* To do *
Leave the images out and write out each entry exactly as shown.

* Excerpted data *

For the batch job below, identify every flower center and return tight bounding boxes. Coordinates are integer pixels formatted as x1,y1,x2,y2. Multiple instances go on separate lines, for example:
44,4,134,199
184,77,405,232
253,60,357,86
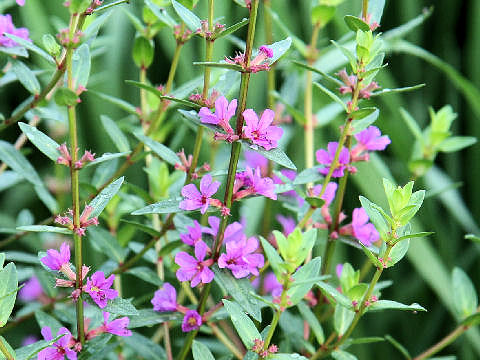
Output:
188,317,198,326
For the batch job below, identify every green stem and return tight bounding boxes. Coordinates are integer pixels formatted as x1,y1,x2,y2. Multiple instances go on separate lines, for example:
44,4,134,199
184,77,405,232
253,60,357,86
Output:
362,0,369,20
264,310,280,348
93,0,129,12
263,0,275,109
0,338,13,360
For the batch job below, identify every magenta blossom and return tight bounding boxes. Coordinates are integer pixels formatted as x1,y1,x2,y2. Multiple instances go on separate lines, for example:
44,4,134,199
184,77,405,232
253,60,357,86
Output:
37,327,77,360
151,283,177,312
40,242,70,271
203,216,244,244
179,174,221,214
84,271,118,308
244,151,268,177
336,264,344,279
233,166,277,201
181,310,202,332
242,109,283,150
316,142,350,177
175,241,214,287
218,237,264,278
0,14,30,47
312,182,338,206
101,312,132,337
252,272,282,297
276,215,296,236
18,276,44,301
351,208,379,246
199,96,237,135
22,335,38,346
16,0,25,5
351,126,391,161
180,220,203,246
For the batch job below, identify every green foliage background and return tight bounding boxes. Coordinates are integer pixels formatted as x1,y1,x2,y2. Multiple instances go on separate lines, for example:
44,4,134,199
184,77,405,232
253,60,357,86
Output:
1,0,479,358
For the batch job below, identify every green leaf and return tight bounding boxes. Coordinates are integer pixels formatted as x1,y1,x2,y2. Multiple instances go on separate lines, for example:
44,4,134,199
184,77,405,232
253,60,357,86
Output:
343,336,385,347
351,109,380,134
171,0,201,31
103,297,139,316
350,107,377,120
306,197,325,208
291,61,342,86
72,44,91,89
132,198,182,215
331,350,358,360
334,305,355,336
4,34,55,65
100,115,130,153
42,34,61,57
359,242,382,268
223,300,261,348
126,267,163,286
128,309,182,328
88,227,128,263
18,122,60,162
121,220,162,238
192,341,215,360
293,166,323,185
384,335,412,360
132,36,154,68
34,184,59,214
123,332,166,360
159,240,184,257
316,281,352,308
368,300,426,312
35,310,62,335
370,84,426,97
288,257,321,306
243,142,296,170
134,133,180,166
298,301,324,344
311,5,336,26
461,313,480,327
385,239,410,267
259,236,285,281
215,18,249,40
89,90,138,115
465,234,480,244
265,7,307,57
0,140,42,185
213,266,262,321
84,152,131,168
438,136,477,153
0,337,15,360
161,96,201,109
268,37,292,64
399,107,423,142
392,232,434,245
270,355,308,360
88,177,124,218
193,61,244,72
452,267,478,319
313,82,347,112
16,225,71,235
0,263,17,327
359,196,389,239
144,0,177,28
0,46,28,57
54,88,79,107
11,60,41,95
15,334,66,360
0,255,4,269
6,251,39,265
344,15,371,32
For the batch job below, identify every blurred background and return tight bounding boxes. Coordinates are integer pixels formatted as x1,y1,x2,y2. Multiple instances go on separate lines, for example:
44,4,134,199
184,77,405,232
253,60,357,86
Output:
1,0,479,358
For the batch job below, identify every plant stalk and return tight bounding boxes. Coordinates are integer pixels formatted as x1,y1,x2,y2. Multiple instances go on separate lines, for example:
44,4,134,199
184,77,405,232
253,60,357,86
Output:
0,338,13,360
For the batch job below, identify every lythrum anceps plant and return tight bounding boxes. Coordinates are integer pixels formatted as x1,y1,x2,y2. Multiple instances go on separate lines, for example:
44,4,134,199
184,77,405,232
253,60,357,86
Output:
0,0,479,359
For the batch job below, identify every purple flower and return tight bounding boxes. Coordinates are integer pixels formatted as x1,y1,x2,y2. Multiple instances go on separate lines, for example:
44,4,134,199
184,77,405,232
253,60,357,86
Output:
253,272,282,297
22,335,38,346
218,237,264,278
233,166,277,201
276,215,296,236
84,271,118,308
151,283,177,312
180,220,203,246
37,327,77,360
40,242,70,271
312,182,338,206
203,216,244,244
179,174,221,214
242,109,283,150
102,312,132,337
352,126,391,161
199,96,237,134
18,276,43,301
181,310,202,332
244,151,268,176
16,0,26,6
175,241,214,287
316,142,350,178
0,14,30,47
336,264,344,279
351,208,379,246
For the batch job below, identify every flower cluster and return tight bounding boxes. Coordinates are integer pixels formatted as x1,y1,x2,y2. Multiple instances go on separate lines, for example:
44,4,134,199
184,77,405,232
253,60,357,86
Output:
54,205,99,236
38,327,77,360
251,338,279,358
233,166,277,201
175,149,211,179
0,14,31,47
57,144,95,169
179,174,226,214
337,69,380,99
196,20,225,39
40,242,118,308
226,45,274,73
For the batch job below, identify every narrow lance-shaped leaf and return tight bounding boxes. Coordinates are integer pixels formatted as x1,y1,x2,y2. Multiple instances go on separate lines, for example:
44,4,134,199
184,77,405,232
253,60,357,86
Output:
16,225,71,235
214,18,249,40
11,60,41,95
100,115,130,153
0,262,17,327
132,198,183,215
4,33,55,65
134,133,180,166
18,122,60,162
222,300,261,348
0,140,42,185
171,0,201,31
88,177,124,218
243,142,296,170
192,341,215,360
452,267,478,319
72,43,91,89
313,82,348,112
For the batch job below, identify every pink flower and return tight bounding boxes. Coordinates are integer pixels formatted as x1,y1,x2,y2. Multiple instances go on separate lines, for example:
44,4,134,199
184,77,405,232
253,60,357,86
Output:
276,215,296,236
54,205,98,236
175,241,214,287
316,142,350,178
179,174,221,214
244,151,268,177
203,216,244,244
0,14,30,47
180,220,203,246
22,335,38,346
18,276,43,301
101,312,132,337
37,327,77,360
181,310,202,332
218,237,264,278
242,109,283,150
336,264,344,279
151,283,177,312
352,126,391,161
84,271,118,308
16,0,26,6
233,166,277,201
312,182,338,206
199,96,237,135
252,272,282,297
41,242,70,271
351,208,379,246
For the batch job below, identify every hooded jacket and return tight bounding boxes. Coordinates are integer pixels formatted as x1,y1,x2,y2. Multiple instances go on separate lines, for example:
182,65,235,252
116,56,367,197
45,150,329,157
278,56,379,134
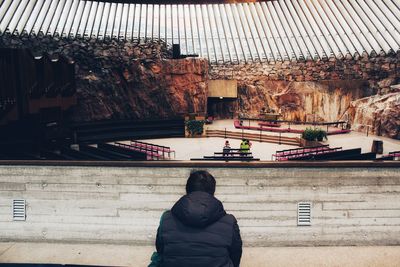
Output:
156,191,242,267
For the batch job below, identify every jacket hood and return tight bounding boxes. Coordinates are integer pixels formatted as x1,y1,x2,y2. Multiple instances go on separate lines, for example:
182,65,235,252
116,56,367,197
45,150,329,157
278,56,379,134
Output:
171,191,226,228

* Response to the exercise *
For the batch job below, identify every flower center and return tight bounding boxes. Coordinates are integer pixels formatted as x1,y1,x2,y2. Multiple instances go on separate lines, for example:
44,4,134,199
184,77,405,232
253,60,357,86
Output:
188,317,198,326
For the batch job below, identify every green stem and return tight bounding boxes. Coordinates are integer pixels formatted as x1,y1,x2,y2. Multiple instances go on separate lines, for example:
44,4,134,199
184,77,405,232
253,60,357,86
Output:
362,0,369,20
264,310,280,348
93,0,129,12
263,0,275,109
0,338,13,360
For the batch job below, identify every magenta blossom and return tight bounding boxes. Coordinates are integer pixels formatted as x1,y1,x2,y2. Multiple instances go on separate lines, for example:
44,4,134,199
184,77,405,232
253,60,357,86
Output:
37,327,77,360
151,283,177,312
40,242,70,271
203,216,244,244
179,174,221,214
84,271,118,308
244,151,268,177
336,264,344,279
233,166,277,201
181,310,202,332
242,109,283,150
316,142,350,177
175,241,214,287
218,237,264,278
0,14,30,47
312,182,338,206
101,312,132,337
252,272,282,297
276,215,296,236
18,276,44,301
351,208,379,246
199,96,237,135
22,335,38,346
16,0,25,5
351,126,391,161
180,220,203,246
For the batch job below, identify every green foliage background and return tight bounding boxes. Coordinates are integer pixels formatted as x1,y1,x2,y2. Multiple instances go on separate lines, for example:
44,4,134,199
184,77,405,232
253,60,357,86
Output:
1,0,479,358
For the batch job below, identify every green leaf and return tight bounding boxes. Coordinates are integer pixels formatted as x1,y1,x2,y2. Multiple instances go on separate lines, for example:
44,4,134,199
184,77,405,232
253,60,357,86
Output:
343,336,385,347
351,109,380,134
171,0,201,31
103,297,139,316
350,107,377,120
306,197,325,208
291,61,342,86
72,44,91,89
132,198,182,215
331,350,358,360
334,305,355,336
4,34,55,65
100,115,130,153
42,34,61,57
359,242,382,268
223,300,261,348
126,267,163,286
128,309,182,328
88,227,128,263
18,122,60,162
121,220,162,238
192,341,215,360
293,166,323,185
384,335,412,360
132,36,154,68
34,184,59,214
123,332,166,360
159,240,184,257
316,281,352,308
368,300,426,312
35,310,62,335
370,84,426,97
288,257,321,306
243,142,296,170
134,133,180,166
298,301,324,344
311,5,336,26
461,313,480,327
385,239,410,267
259,236,285,281
215,18,249,40
89,90,138,115
465,234,480,244
265,7,307,57
0,140,42,185
213,266,262,321
84,152,131,168
438,136,477,153
0,337,15,360
161,96,201,109
268,37,292,64
399,107,423,142
392,232,434,245
270,355,308,360
88,177,124,218
193,61,244,72
452,267,478,319
313,82,347,112
16,225,71,235
0,263,17,327
359,196,389,239
144,0,177,28
0,46,28,57
54,88,79,107
11,60,41,95
15,334,66,360
0,255,4,269
6,251,39,265
344,15,371,32
For the batch job below, identify every blurred background and return tight bounding boxes. Coordinates are integer pixels formatted as x1,y1,x2,y2. Multiple instances go on separate lines, for example:
44,4,134,199
184,77,405,232
253,60,357,86
Output:
1,0,479,358
For the batch job below, identify every plant stalk and return tight bounding boxes. Coordinates are integer pixels formatted as x1,y1,x2,y2. Multiple instances go on separate lines, for example:
44,4,134,199
184,77,405,232
253,60,357,86
Output:
0,338,13,360
For the batch job below, identify every lythrum anceps plant and return tight bounding boxes. Coordinates are integer pixels formatted as x1,y1,x2,y2. Multiple instances go on separate lines, for example:
44,4,134,199
184,77,405,232
253,60,357,86
Output:
0,0,479,359
For the batch job below, identify every purple flower and return tight bounding boxes. Coordinates are integer pixels formatted as x1,y1,x2,y2. Multiple instances go on separate lines, for example:
44,4,134,199
184,77,405,232
253,60,357,86
Output:
253,272,282,297
22,335,38,346
218,237,264,278
233,166,277,201
276,215,296,236
84,271,118,308
151,283,177,312
180,220,203,246
37,327,77,360
40,242,70,271
312,182,338,206
203,216,244,244
179,174,221,214
242,109,283,150
102,312,132,337
352,126,391,161
199,96,237,134
18,276,43,301
181,310,202,332
244,151,268,176
16,0,26,6
175,241,214,287
316,142,350,178
0,14,30,47
336,264,344,279
351,208,379,246
For the batch job below, identify every flower cluster and return tight bounding boxes. Coordinates are integer pixels formatted as x1,y1,x2,y2. Multiple instances go on separate lines, for example:
44,4,134,199
184,77,405,232
253,60,357,86
Output:
54,205,99,236
38,327,77,360
251,338,279,358
233,166,277,201
175,149,211,179
0,14,31,47
57,144,95,169
179,174,226,214
337,69,380,99
196,20,225,39
40,242,118,308
226,45,274,73
For the batch job below, identify every narrow lance-shaped leaf and return tight bounding boxes. Coordinates are integer pixels formatted as x1,y1,x2,y2. Multiple instances go on separate lines, for example:
44,4,134,199
184,77,405,232
253,60,357,86
Output:
16,225,71,235
214,18,249,40
11,60,41,95
100,115,130,153
0,262,17,327
132,198,183,215
4,33,55,65
134,133,180,166
18,122,60,162
222,300,261,348
0,140,42,185
171,0,201,31
88,177,124,218
243,142,296,170
192,341,215,360
452,267,478,319
72,43,91,89
313,82,348,112
For the batch job below, identify every pink flower and return tight bounding boxes. Coordinates are integer pixels formatted as x1,y1,x2,y2. Multiple instances go on separate lines, for example:
44,4,134,199
184,77,405,232
253,60,357,86
Output:
276,215,296,236
54,205,98,236
175,241,214,287
316,142,350,178
179,174,221,214
244,151,268,177
203,216,244,244
0,14,30,47
180,220,203,246
22,335,38,346
18,276,43,301
101,312,132,337
37,327,77,360
181,310,202,332
218,237,264,278
242,109,283,150
336,264,344,279
151,283,177,312
352,126,391,161
84,271,118,308
16,0,26,6
233,166,277,201
312,182,338,206
199,96,237,135
252,272,282,297
41,242,70,271
351,208,379,246
For the batch job below, identify every hooded jacket and return tight bounding boxes. Coordinates are integer pixels formatted as x1,y1,x2,y2. Multiple instances go on separate lines, for example:
182,65,235,252
116,56,367,197
45,150,329,157
278,56,379,134
Output:
156,191,242,267
For the batch job below, identify every jacket hood and return tight bounding boxes. Coordinates are integer pixels formatted as x1,y1,x2,y2. Multiple instances go on separate lines, for example:
182,65,235,252
116,56,367,197
45,150,329,157
278,56,379,134
Output:
171,191,226,228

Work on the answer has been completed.